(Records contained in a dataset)
►

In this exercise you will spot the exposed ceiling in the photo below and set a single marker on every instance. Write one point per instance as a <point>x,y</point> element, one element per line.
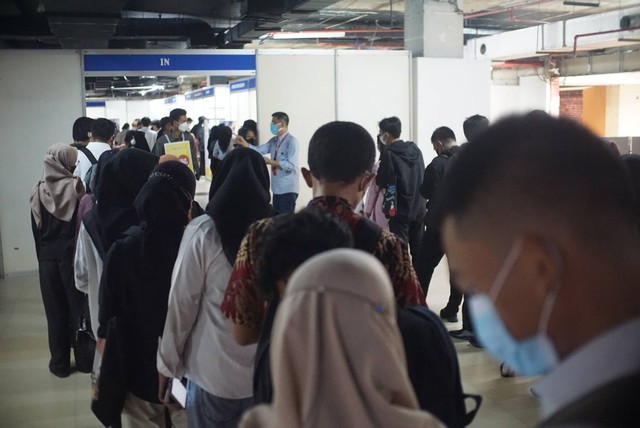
<point>140,24</point>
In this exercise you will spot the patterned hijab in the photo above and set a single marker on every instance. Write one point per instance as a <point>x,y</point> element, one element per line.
<point>58,191</point>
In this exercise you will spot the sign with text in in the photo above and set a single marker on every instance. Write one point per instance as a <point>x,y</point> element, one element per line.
<point>168,63</point>
<point>182,151</point>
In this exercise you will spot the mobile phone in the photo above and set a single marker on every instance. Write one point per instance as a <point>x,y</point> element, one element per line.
<point>179,392</point>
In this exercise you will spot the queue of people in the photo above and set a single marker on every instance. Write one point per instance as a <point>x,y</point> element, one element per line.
<point>266,317</point>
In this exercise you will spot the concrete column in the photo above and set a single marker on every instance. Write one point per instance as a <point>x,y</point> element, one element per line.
<point>434,28</point>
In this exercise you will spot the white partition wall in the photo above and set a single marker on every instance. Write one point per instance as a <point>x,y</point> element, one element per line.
<point>242,100</point>
<point>447,91</point>
<point>36,87</point>
<point>372,85</point>
<point>300,83</point>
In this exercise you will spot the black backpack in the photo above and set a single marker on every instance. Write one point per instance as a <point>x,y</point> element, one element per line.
<point>92,169</point>
<point>433,368</point>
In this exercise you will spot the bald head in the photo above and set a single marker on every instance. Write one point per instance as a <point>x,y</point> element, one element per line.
<point>537,174</point>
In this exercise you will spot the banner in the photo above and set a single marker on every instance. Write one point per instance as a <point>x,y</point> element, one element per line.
<point>182,151</point>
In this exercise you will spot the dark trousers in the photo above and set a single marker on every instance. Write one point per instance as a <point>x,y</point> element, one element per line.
<point>285,203</point>
<point>429,257</point>
<point>63,307</point>
<point>411,233</point>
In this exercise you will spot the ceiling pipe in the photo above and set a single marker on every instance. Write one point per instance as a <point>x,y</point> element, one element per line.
<point>506,9</point>
<point>597,33</point>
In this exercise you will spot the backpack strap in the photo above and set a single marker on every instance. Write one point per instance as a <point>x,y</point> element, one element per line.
<point>366,235</point>
<point>91,225</point>
<point>87,153</point>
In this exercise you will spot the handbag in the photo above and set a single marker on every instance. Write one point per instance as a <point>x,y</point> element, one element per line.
<point>110,388</point>
<point>390,201</point>
<point>85,344</point>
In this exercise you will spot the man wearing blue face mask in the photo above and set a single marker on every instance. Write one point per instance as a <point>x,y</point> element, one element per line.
<point>283,162</point>
<point>538,224</point>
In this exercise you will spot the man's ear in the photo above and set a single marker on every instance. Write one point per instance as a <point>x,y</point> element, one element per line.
<point>308,177</point>
<point>365,181</point>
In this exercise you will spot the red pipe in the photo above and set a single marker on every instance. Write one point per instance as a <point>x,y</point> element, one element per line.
<point>597,33</point>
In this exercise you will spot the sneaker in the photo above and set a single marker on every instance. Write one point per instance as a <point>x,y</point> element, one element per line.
<point>474,342</point>
<point>461,334</point>
<point>449,315</point>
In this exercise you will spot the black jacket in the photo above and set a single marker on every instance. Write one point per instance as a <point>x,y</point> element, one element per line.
<point>402,164</point>
<point>434,174</point>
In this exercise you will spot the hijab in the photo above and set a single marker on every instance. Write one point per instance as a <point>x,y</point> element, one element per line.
<point>239,196</point>
<point>120,181</point>
<point>58,191</point>
<point>336,353</point>
<point>163,206</point>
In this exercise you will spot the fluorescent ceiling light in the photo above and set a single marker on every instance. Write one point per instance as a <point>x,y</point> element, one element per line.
<point>581,3</point>
<point>286,35</point>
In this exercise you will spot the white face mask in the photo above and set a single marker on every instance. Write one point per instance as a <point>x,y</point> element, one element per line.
<point>534,355</point>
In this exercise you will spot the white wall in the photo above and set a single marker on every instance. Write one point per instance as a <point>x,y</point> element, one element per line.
<point>446,92</point>
<point>43,87</point>
<point>300,83</point>
<point>372,85</point>
<point>623,111</point>
<point>318,86</point>
<point>531,93</point>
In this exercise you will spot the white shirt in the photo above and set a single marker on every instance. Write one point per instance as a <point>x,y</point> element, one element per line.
<point>197,341</point>
<point>150,136</point>
<point>83,163</point>
<point>610,356</point>
<point>88,271</point>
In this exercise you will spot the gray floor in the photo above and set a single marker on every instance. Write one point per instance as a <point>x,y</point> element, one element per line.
<point>31,397</point>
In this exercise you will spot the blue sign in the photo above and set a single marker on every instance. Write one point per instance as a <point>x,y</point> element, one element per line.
<point>168,62</point>
<point>200,93</point>
<point>242,85</point>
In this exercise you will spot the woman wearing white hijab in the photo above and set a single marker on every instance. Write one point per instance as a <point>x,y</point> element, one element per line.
<point>54,203</point>
<point>336,352</point>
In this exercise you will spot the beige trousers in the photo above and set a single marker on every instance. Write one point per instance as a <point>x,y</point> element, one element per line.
<point>138,413</point>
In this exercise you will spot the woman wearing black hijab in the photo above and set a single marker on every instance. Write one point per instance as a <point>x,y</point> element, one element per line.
<point>119,181</point>
<point>136,282</point>
<point>197,341</point>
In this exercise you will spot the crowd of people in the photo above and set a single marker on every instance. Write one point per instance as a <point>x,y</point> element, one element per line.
<point>270,317</point>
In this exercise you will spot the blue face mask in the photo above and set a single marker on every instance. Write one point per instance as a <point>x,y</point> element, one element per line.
<point>535,355</point>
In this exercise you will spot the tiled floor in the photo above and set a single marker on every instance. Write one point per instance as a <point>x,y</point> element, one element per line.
<point>31,397</point>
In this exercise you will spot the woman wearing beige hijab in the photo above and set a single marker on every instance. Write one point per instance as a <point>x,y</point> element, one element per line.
<point>336,352</point>
<point>54,203</point>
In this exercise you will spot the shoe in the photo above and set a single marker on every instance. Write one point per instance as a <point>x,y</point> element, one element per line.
<point>461,334</point>
<point>449,315</point>
<point>60,373</point>
<point>474,342</point>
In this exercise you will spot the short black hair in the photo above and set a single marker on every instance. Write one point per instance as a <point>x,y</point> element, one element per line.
<point>177,113</point>
<point>474,125</point>
<point>443,133</point>
<point>103,129</point>
<point>81,128</point>
<point>294,238</point>
<point>252,125</point>
<point>224,137</point>
<point>537,170</point>
<point>391,125</point>
<point>281,117</point>
<point>340,152</point>
<point>165,121</point>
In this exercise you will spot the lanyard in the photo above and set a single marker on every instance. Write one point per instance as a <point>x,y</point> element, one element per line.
<point>275,155</point>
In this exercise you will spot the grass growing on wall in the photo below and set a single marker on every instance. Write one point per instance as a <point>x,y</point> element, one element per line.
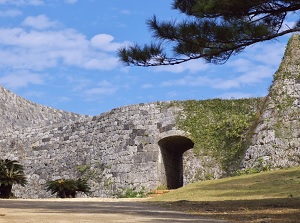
<point>220,128</point>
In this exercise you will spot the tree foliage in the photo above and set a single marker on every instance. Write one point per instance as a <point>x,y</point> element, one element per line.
<point>213,30</point>
<point>11,172</point>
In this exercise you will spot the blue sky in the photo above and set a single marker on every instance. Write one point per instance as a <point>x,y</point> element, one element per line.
<point>62,53</point>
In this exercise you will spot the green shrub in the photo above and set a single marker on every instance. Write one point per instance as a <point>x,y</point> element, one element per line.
<point>11,172</point>
<point>67,188</point>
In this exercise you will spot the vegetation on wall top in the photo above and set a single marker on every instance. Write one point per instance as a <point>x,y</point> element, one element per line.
<point>220,128</point>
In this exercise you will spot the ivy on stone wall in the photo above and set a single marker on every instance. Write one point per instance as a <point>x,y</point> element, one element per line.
<point>220,128</point>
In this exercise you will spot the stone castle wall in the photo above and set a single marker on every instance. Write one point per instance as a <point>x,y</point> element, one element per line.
<point>139,146</point>
<point>120,146</point>
<point>276,140</point>
<point>17,112</point>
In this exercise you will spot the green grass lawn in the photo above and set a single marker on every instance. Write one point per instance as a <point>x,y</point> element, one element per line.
<point>272,196</point>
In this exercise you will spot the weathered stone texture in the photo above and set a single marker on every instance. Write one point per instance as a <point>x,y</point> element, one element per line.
<point>120,149</point>
<point>123,141</point>
<point>17,112</point>
<point>276,140</point>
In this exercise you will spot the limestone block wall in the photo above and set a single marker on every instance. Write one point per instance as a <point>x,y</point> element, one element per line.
<point>120,146</point>
<point>137,146</point>
<point>276,140</point>
<point>17,112</point>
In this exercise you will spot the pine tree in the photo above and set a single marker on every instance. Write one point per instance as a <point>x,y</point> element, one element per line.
<point>213,30</point>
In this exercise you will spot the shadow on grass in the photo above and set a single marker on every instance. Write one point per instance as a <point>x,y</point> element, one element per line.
<point>263,210</point>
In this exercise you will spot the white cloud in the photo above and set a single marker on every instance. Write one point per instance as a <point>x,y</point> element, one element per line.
<point>105,42</point>
<point>252,67</point>
<point>21,79</point>
<point>39,22</point>
<point>190,81</point>
<point>103,88</point>
<point>22,2</point>
<point>192,66</point>
<point>235,95</point>
<point>147,86</point>
<point>10,13</point>
<point>70,1</point>
<point>42,49</point>
<point>125,12</point>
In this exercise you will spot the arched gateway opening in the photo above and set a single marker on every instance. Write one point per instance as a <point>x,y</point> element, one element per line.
<point>172,149</point>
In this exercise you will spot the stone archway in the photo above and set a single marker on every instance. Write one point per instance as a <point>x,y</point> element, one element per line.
<point>172,149</point>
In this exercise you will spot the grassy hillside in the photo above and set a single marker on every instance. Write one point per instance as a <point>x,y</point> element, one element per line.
<point>272,196</point>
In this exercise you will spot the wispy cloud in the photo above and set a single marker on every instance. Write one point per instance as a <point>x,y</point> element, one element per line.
<point>70,1</point>
<point>40,49</point>
<point>21,79</point>
<point>103,88</point>
<point>10,13</point>
<point>39,22</point>
<point>22,2</point>
<point>253,66</point>
<point>147,86</point>
<point>234,95</point>
<point>192,66</point>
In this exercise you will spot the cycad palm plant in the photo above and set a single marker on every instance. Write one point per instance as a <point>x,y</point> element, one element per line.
<point>11,172</point>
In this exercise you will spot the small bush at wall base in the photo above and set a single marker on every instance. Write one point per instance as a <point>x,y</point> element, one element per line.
<point>67,188</point>
<point>11,172</point>
<point>132,193</point>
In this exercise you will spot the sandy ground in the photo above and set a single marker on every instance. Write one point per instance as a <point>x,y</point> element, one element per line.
<point>81,210</point>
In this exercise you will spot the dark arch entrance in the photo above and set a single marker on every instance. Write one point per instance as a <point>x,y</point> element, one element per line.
<point>172,149</point>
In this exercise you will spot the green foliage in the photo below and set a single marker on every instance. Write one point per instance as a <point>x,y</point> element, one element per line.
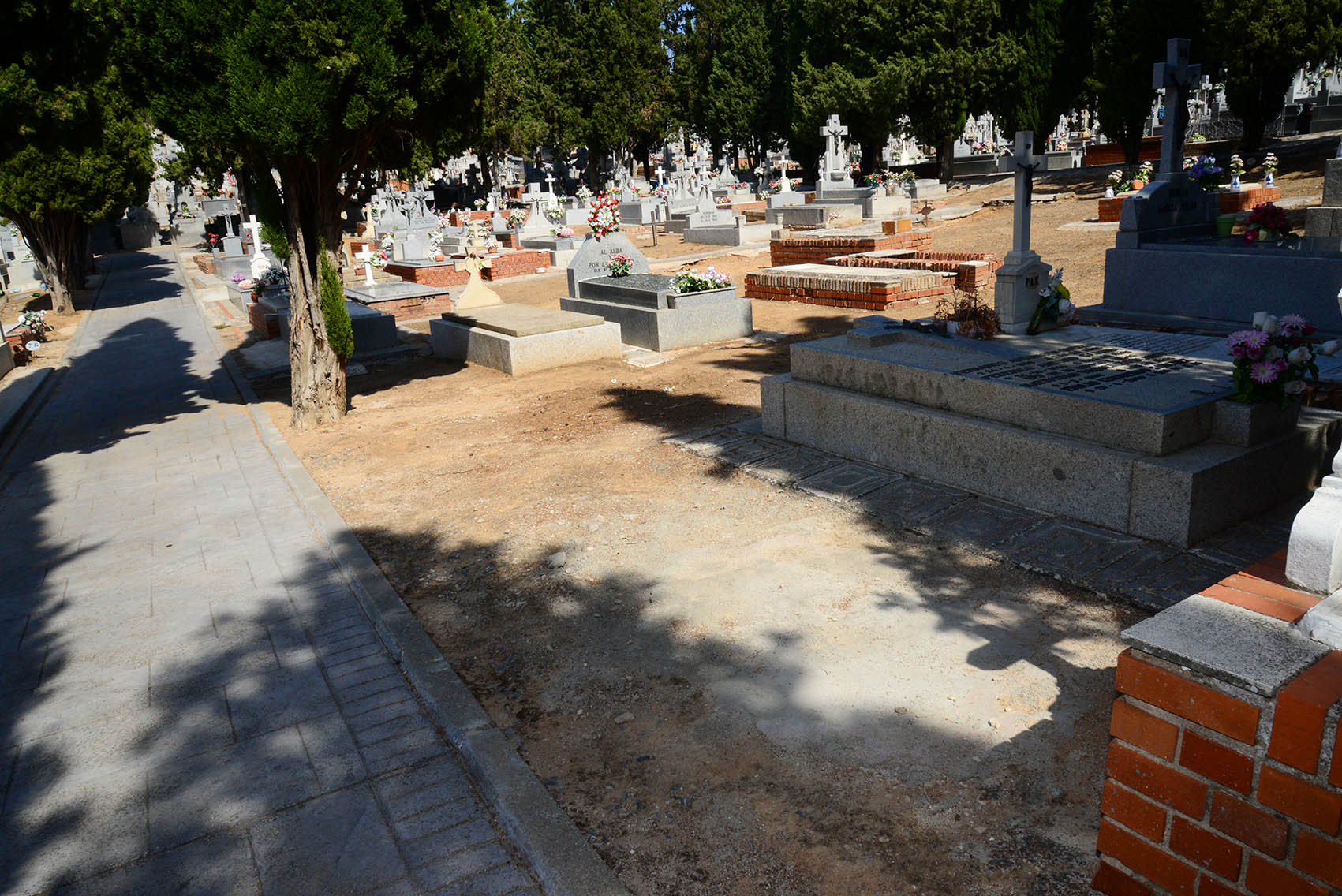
<point>72,143</point>
<point>340,331</point>
<point>1126,47</point>
<point>1261,46</point>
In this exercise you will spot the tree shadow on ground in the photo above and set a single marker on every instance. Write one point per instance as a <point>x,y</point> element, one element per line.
<point>731,767</point>
<point>70,539</point>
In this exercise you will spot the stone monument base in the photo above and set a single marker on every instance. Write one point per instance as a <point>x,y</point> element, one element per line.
<point>520,338</point>
<point>1114,428</point>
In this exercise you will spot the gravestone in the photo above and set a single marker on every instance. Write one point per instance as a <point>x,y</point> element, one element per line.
<point>1123,430</point>
<point>1325,220</point>
<point>835,172</point>
<point>1016,294</point>
<point>593,258</point>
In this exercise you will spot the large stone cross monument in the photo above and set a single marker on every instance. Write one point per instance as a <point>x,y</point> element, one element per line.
<point>1022,273</point>
<point>1177,78</point>
<point>835,174</point>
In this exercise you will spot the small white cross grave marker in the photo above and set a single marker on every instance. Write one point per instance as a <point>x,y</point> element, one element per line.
<point>1026,166</point>
<point>367,258</point>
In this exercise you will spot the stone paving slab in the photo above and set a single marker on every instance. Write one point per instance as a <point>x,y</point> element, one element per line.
<point>193,698</point>
<point>1121,566</point>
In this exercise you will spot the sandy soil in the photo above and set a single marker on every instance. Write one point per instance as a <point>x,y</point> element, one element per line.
<point>733,687</point>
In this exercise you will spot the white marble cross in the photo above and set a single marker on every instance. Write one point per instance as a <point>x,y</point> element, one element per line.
<point>252,227</point>
<point>1026,166</point>
<point>834,133</point>
<point>367,258</point>
<point>1177,78</point>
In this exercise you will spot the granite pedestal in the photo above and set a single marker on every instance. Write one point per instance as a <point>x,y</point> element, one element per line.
<point>651,315</point>
<point>1116,428</point>
<point>520,338</point>
<point>373,330</point>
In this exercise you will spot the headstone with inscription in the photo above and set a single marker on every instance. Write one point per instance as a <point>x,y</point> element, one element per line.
<point>1023,273</point>
<point>1169,267</point>
<point>1118,428</point>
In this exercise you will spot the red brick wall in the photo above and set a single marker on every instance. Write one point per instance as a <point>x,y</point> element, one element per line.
<point>964,277</point>
<point>815,250</point>
<point>1212,789</point>
<point>430,275</point>
<point>869,295</point>
<point>517,263</point>
<point>1243,200</point>
<point>417,308</point>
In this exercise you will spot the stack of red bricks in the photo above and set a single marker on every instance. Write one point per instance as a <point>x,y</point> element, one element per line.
<point>817,250</point>
<point>415,308</point>
<point>444,274</point>
<point>966,271</point>
<point>517,263</point>
<point>813,287</point>
<point>1213,789</point>
<point>1244,199</point>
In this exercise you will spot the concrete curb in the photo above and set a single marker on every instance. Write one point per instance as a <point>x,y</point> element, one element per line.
<point>560,856</point>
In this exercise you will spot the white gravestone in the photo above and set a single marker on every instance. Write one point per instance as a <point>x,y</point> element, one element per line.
<point>1177,78</point>
<point>1016,294</point>
<point>367,258</point>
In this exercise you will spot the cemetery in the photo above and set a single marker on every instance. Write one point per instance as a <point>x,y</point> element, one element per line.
<point>428,470</point>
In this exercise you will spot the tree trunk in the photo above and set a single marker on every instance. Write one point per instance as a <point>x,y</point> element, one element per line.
<point>947,159</point>
<point>317,375</point>
<point>57,241</point>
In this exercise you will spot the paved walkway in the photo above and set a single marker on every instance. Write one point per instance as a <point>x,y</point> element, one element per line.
<point>191,699</point>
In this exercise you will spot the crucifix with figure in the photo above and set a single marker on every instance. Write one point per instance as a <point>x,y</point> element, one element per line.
<point>1023,273</point>
<point>1177,78</point>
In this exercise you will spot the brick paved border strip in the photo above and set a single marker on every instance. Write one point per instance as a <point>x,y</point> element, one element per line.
<point>561,857</point>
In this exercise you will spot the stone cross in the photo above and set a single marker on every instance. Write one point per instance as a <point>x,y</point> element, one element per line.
<point>367,258</point>
<point>834,133</point>
<point>252,227</point>
<point>1177,78</point>
<point>1026,166</point>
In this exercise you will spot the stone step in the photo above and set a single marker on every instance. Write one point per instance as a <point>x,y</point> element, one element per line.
<point>1179,499</point>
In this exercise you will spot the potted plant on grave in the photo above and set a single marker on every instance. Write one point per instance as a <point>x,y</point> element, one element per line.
<point>1206,172</point>
<point>1267,223</point>
<point>965,314</point>
<point>695,282</point>
<point>1269,170</point>
<point>32,327</point>
<point>1055,304</point>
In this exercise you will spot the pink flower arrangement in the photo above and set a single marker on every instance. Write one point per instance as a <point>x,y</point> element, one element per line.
<point>604,215</point>
<point>1274,360</point>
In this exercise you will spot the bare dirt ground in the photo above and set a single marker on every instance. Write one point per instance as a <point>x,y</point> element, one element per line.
<point>729,685</point>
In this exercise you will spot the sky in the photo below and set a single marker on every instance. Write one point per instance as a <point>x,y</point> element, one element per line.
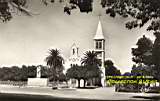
<point>26,40</point>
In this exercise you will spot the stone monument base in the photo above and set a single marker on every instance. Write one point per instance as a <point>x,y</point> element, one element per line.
<point>41,82</point>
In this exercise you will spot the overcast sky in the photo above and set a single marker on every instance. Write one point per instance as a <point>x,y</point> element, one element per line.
<point>26,40</point>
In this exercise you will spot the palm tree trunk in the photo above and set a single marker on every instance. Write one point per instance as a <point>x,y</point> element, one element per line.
<point>84,83</point>
<point>78,83</point>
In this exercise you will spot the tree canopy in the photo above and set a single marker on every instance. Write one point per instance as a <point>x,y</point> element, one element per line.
<point>55,62</point>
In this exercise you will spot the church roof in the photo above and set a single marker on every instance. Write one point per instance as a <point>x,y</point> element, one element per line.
<point>99,33</point>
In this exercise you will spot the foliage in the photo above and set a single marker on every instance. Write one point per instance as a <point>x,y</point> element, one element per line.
<point>143,53</point>
<point>140,10</point>
<point>55,62</point>
<point>142,70</point>
<point>110,69</point>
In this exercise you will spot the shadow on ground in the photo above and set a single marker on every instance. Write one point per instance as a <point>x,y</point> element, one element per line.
<point>25,97</point>
<point>152,98</point>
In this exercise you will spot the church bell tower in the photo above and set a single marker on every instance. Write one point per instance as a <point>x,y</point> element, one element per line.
<point>99,48</point>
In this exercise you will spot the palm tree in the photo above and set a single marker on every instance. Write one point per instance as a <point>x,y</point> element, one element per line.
<point>92,63</point>
<point>55,62</point>
<point>90,59</point>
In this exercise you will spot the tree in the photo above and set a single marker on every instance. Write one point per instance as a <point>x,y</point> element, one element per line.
<point>143,53</point>
<point>55,62</point>
<point>142,70</point>
<point>110,69</point>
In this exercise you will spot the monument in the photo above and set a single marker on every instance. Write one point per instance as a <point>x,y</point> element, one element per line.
<point>38,81</point>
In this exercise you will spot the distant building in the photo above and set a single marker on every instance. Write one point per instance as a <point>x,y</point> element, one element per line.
<point>74,58</point>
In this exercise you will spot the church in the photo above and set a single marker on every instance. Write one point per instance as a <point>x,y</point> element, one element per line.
<point>99,48</point>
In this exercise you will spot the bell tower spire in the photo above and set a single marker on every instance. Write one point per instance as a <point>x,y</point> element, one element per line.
<point>99,48</point>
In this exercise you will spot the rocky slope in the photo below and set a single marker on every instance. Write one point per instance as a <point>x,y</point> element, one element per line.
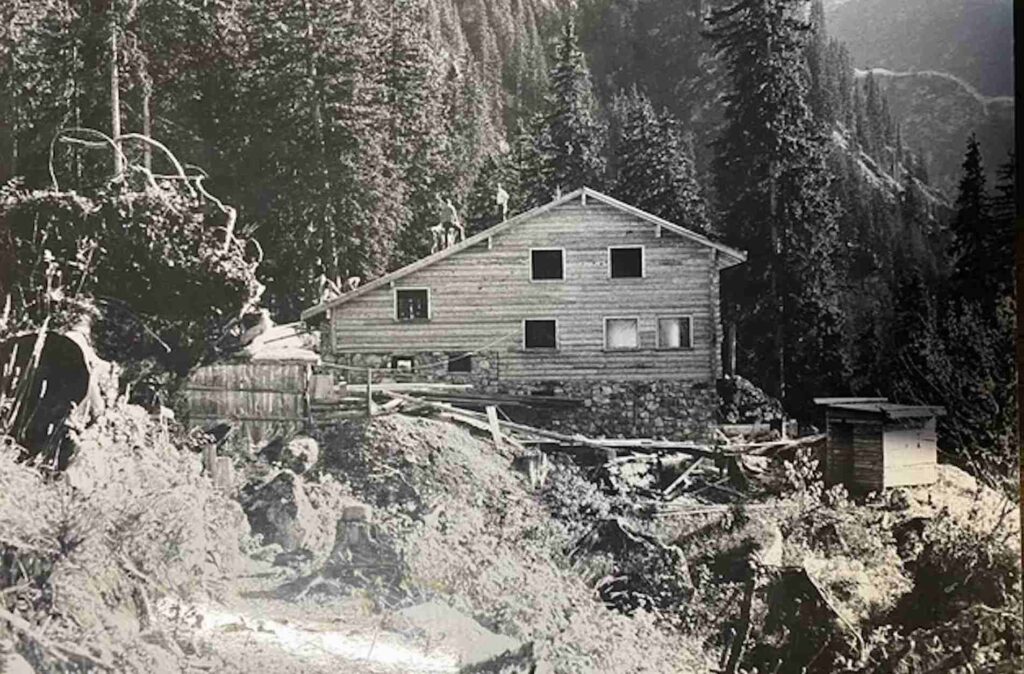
<point>970,39</point>
<point>937,112</point>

◄

• _What to do_: Please copy the data above word for word, but only from the line that contains "In this exercise you will spot the bell" through the final line, both included, and without the pictures.

• _Written reply_:
In this exercise you will spot the bell tower spire in the photo above and set a single marker on every instance. Write one point per instance as a <point>x,y</point> element, one element per line.
<point>99,48</point>
In this exercise you will spot the rocky slope in the photo below and set a single marker on every instance. Write one point per instance as a <point>x,y</point> element, one element per line.
<point>970,39</point>
<point>937,112</point>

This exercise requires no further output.